Damals äußerte er während einer Regierungssitzung seine Unzufriedenheit mit dem Zustand der armenischen Kirchen, nannte sie »überladen« und verglich sie mit »Rumpelkammern«.
Am 9. Juni veröffentlichte Paschinjan einen Beitrag auf Facebook, in dem er Garegin II. direkt der Verletzung seines Zölibatsgelübdes beschuldigte. Er erklärte, der Katholikos habe ein Kind und versprach, gegebenenfalls Beweise vorzulegen. Er betonte, dass Garegin II. gemäß dem kanonischen Recht der Armenischen Apostolischen Kirche nicht zum Katholikos gewählt hätte werden dürfen und den Amtssitz des Patriarchen verlassen müsse.
Daraufhin verurteilte der Oberste Kirchenrat der Armenischen Apostolischen Kirche Paschinjans Vorgehen und nannte es eine »beschämende antikirchliche Kampagne«, die den zivilen Frieden und die Einheit in Armenien bedrohe. Der Rat erklärte außerdem, der Premierminister verstoße gegen das verfassungsmäßige Prinzip der Trennung von Kirche und Staat.
Inmitten dieses Konflikts initiierte Paschinjan die Einrichtung einer Koordinierungsgruppe zur Absetzung Garegins II. und zur Wahl eines neuen Katholikos, dessen Verhalten vor der Wahl überprüft werden sollte. Er schlug außerdem vor, das Verfahren zur Wahl des Kirchenoberhaupts zu ändern, damit der Staat bei den Wahlen eine entscheidende Stimme hätte und die Kandidaten auf ihre »Ethik« geprüft würden.“ (russische Wikipedia, Garegin II.)

— Vorliegende Datensätze —

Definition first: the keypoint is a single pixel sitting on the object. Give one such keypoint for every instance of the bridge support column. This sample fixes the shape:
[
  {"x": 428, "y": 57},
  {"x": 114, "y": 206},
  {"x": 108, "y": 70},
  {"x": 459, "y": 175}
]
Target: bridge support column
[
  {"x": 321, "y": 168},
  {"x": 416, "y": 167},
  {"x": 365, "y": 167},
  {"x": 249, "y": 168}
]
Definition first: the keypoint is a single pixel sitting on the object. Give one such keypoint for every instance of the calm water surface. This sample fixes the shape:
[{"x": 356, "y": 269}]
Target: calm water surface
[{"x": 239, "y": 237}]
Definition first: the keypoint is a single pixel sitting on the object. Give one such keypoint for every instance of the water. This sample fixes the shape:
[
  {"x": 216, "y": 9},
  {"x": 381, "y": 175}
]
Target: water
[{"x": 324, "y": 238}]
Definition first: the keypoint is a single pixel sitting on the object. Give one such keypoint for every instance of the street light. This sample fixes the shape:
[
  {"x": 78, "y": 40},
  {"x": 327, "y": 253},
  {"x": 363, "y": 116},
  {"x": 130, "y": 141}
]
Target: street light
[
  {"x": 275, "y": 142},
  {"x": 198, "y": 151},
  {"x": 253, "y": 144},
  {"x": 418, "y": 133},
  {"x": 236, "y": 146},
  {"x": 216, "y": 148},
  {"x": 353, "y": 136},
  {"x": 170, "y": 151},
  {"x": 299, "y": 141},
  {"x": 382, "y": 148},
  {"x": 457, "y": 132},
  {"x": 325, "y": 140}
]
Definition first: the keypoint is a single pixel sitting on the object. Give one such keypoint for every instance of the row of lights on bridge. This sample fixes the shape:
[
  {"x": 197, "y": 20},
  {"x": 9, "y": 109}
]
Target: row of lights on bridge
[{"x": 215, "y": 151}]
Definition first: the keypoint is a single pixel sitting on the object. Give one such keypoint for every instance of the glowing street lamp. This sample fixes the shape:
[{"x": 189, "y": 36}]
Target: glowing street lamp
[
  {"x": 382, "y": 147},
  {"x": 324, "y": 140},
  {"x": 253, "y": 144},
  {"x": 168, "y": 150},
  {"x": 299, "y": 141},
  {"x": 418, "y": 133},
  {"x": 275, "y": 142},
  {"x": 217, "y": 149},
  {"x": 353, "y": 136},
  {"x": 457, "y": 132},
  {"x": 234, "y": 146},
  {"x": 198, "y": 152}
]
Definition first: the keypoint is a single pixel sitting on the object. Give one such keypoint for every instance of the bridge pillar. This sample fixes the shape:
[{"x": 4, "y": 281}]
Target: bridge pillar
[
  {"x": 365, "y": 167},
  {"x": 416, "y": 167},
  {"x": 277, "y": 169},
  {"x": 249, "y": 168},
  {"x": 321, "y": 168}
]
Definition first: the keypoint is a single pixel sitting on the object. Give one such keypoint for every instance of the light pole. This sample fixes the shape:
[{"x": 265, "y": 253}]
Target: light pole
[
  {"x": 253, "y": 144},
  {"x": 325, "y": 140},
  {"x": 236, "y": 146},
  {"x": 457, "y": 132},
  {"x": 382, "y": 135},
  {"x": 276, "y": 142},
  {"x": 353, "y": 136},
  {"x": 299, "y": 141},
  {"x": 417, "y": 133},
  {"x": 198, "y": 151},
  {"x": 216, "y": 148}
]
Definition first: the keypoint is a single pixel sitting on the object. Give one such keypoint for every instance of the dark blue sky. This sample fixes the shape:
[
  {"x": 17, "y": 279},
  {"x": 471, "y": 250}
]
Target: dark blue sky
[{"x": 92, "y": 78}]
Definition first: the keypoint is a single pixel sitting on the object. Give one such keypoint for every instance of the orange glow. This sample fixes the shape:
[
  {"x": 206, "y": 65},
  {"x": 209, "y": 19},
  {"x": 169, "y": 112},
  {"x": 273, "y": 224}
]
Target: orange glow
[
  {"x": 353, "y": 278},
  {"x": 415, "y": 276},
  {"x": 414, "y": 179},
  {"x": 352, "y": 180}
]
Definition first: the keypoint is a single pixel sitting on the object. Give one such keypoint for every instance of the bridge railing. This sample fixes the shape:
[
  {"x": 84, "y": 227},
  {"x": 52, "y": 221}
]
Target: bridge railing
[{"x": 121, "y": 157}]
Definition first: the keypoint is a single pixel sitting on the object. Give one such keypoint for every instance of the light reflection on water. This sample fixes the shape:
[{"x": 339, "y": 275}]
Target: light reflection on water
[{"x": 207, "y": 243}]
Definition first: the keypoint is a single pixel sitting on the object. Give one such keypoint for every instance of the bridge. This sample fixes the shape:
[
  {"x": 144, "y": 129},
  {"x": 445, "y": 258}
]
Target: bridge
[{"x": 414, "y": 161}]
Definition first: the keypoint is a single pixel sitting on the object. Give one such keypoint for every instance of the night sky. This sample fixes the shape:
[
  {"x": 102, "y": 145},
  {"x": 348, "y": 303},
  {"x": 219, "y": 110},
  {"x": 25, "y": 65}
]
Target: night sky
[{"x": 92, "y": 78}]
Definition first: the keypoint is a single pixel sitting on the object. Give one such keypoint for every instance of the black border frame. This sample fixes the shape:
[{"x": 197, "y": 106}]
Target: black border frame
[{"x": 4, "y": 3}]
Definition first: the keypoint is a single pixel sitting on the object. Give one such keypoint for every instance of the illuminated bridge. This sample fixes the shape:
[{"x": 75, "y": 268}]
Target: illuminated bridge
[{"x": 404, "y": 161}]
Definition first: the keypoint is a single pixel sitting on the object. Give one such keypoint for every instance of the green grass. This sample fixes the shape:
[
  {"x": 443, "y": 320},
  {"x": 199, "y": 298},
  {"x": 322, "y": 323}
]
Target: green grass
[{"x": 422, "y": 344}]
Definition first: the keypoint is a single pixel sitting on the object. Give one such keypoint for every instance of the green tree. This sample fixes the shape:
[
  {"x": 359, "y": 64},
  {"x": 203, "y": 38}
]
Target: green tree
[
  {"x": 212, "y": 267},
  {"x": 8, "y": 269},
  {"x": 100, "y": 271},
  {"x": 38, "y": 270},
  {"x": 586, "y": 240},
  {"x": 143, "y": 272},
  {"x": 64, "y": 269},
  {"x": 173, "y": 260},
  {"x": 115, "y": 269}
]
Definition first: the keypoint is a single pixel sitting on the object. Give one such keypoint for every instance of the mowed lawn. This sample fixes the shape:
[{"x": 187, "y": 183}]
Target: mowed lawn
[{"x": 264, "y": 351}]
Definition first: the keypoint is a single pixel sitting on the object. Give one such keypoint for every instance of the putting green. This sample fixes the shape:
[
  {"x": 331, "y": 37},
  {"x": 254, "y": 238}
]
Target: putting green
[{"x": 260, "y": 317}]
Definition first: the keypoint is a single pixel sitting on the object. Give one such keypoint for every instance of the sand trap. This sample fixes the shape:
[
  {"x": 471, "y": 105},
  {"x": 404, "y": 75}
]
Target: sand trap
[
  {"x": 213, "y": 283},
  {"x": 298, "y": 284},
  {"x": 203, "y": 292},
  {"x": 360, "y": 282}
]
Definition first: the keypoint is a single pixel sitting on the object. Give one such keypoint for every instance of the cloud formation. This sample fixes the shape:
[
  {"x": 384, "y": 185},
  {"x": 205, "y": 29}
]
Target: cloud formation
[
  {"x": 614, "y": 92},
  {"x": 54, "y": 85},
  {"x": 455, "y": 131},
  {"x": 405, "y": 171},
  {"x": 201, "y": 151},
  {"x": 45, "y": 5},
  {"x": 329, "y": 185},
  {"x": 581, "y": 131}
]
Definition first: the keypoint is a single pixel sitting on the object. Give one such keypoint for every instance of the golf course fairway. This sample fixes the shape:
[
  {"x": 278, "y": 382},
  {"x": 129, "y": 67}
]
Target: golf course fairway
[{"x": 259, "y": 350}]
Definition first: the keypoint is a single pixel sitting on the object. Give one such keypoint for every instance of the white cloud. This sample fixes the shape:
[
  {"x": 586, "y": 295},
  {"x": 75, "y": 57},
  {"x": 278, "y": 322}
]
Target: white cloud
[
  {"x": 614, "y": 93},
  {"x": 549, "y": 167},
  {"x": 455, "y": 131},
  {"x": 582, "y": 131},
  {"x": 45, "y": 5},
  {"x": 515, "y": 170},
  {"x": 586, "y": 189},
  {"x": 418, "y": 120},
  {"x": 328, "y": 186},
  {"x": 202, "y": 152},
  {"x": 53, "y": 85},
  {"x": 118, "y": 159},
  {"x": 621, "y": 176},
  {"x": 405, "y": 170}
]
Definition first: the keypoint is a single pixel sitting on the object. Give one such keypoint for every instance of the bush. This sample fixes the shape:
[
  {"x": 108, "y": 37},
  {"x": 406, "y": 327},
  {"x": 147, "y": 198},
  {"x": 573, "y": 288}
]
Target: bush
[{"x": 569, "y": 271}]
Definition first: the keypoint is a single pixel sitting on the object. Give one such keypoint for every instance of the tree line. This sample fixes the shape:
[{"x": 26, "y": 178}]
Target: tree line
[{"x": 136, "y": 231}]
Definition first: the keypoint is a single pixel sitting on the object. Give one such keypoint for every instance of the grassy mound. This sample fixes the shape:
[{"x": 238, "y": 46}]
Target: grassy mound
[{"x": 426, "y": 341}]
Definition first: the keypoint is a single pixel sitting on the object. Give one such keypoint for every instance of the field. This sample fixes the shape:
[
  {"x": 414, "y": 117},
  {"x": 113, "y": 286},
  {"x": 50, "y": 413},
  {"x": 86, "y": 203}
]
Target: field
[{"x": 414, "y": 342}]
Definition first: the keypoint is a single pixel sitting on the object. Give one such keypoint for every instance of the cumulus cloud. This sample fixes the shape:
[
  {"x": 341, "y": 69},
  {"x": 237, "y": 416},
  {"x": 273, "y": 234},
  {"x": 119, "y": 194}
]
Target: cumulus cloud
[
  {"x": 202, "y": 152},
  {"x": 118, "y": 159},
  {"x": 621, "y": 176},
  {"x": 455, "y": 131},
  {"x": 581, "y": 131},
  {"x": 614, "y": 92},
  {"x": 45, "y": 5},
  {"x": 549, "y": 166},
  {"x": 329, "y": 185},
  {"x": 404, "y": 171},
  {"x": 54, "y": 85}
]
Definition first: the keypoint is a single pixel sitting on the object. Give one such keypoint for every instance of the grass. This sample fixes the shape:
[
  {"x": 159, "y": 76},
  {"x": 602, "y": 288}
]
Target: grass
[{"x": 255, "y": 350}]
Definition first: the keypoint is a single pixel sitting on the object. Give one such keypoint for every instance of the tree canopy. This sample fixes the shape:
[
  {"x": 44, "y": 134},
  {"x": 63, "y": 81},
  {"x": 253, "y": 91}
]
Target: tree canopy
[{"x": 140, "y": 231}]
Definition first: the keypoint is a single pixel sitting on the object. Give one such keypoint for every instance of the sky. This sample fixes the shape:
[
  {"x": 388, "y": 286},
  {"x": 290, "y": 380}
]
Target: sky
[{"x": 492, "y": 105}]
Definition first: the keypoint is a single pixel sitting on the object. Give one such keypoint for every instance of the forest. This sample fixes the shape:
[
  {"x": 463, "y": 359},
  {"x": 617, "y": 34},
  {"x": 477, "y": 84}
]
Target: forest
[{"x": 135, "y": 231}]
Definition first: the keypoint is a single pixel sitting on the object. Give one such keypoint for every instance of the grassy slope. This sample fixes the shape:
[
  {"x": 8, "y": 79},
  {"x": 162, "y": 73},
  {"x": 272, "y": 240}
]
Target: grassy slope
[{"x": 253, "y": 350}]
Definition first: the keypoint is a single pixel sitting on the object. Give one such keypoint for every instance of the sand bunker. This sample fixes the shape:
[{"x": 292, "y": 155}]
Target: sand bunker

— Aufgabenstellung —
Schreiben Sie den Seitenauszug über Paschinjan und Garegin II. vollständig und wortgetreu ab.

— Die Antwort —
Damals äußerte er während einer Regierungssitzung seine Unzufriedenheit mit dem Zustand der armenischen Kirchen, nannte sie »überladen« und verglich sie mit »Rumpelkammern«.
Am 9. Juni veröffentlichte Paschinjan einen Beitrag auf Facebook, in dem er Garegin II. direkt der Verletzung seines Zölibatsgelübdes beschuldigte. Er erklärte, der Katholikos habe ein Kind und versprach, gegebenenfalls Beweise vorzulegen. Er betonte, dass Garegin II. gemäß dem kanonischen Recht der Armenischen Apostolischen Kirche nicht zum Katholikos gewählt hätte werden dürfen und den Amtssitz des Patriarchen verlassen müsse.
Daraufhin verurteilte der Oberste Kirchenrat der Armenischen Apostolischen Kirche Paschinjans Vorgehen und nannte es eine »beschämende antikirchliche Kampagne«, die den zivilen Frieden und die Einheit in Armenien bedrohe. Der Rat erklärte außerdem, der Premierminister verstoße gegen das verfassungsmäßige Prinzip der Trennung von Kirche und Staat.
Inmitten dieses Konflikts initiierte Paschinjan die Einrichtung einer Koordinierungsgruppe zur Absetzung Garegins II. und zur Wahl eines neuen Katholikos, dessen Verhalten vor der Wahl überprüft werden sollte. Er schlug außerdem vor, das Verfahren zur Wahl des Kirchenoberhaupts zu ändern, damit der Staat bei den Wahlen eine entscheidende Stimme hätte und die Kandidaten auf ihre »Ethik« geprüft würden.“ (russische Wikipedia, Garegin II.)